Stored data entries:
┌──

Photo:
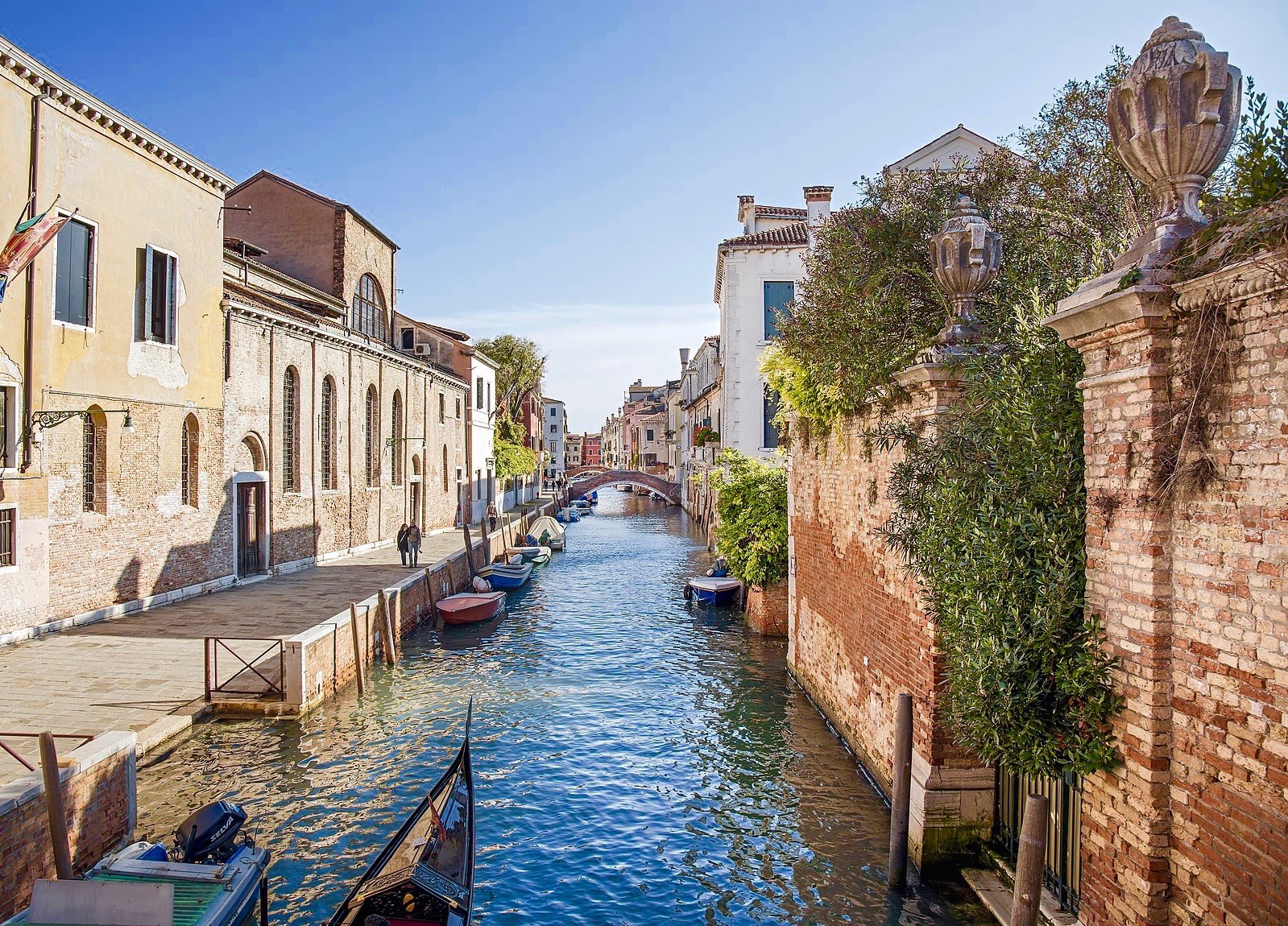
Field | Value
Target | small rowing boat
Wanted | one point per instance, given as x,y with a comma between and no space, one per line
425,874
472,607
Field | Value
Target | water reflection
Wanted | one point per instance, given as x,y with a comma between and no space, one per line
638,762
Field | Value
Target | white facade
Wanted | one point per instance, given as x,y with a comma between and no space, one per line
482,401
554,429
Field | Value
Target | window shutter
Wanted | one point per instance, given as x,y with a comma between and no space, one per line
141,324
173,296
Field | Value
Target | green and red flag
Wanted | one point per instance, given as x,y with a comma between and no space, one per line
28,238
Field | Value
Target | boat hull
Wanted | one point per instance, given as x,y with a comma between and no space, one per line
472,607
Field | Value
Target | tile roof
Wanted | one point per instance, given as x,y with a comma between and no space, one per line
780,213
786,234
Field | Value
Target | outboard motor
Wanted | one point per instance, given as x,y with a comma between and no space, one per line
209,833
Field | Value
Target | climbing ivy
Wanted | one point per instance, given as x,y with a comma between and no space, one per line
752,505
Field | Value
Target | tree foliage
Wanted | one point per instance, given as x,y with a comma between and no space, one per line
752,505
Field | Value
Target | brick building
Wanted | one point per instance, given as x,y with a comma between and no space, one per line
333,438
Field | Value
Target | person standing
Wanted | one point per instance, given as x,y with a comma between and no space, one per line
402,544
414,544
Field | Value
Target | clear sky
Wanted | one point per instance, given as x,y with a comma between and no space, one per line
565,170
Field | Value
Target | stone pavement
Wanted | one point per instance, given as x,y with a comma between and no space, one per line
143,672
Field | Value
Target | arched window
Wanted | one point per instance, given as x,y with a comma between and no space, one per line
290,431
327,433
369,308
396,449
372,438
94,461
189,461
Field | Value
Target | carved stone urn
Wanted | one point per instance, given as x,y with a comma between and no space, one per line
963,257
1172,122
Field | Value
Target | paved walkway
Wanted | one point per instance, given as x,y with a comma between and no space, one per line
130,672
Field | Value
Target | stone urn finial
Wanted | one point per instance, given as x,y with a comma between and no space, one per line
1172,120
965,257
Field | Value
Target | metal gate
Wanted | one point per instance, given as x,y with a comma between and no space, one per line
1062,870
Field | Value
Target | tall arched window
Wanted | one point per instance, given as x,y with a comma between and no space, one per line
292,431
189,461
327,433
369,308
94,461
372,438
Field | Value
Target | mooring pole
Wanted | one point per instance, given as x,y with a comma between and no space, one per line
901,794
54,807
1030,862
357,647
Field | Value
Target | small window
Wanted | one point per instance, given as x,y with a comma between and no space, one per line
156,320
73,283
8,536
778,298
189,461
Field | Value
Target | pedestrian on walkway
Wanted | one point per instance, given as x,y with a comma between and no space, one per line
402,544
414,544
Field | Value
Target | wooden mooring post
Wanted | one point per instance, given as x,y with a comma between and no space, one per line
54,807
1030,862
901,792
357,647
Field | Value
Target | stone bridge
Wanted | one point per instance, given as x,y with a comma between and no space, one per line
589,482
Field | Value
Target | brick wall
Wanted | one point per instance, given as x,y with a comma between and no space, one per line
1191,829
858,634
98,795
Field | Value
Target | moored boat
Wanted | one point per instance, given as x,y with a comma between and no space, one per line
425,874
713,590
208,880
472,607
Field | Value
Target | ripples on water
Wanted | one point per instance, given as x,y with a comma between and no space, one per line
636,762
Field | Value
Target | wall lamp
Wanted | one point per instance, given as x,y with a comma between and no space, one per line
43,421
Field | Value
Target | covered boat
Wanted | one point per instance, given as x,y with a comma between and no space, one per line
472,607
507,576
713,590
210,878
546,531
425,874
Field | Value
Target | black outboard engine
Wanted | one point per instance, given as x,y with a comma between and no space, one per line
209,833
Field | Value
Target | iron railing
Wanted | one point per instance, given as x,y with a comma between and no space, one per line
1062,868
84,738
246,670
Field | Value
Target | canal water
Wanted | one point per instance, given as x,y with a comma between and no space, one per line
638,760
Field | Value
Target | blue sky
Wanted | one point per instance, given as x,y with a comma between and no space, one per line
565,170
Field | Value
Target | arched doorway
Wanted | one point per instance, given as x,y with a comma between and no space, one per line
251,509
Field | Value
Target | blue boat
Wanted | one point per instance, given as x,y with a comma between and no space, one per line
209,880
713,590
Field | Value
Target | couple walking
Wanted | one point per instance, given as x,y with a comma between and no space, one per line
408,544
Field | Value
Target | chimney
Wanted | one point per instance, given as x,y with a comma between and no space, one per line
748,214
818,208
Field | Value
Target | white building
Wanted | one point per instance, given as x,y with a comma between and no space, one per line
554,429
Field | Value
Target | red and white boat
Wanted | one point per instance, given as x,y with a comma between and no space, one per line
472,607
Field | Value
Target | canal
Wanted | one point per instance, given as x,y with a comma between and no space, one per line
638,762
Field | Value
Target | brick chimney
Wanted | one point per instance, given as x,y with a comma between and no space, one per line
818,208
748,214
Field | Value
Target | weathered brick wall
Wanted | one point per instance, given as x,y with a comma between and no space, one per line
858,634
98,795
1191,827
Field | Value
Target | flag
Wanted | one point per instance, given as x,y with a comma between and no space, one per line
28,238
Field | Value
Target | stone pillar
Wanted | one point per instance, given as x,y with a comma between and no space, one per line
1124,339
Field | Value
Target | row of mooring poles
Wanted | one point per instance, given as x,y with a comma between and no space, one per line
1033,829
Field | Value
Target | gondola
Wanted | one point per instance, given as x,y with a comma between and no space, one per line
425,874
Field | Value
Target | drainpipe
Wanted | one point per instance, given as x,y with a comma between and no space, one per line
28,349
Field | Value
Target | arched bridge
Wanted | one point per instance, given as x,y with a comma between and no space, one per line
589,482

└──

#### [Brief]
Looking at the data above, how many lines hold the word "bridge"? Respond with the number alone.

#### [Written solution]
2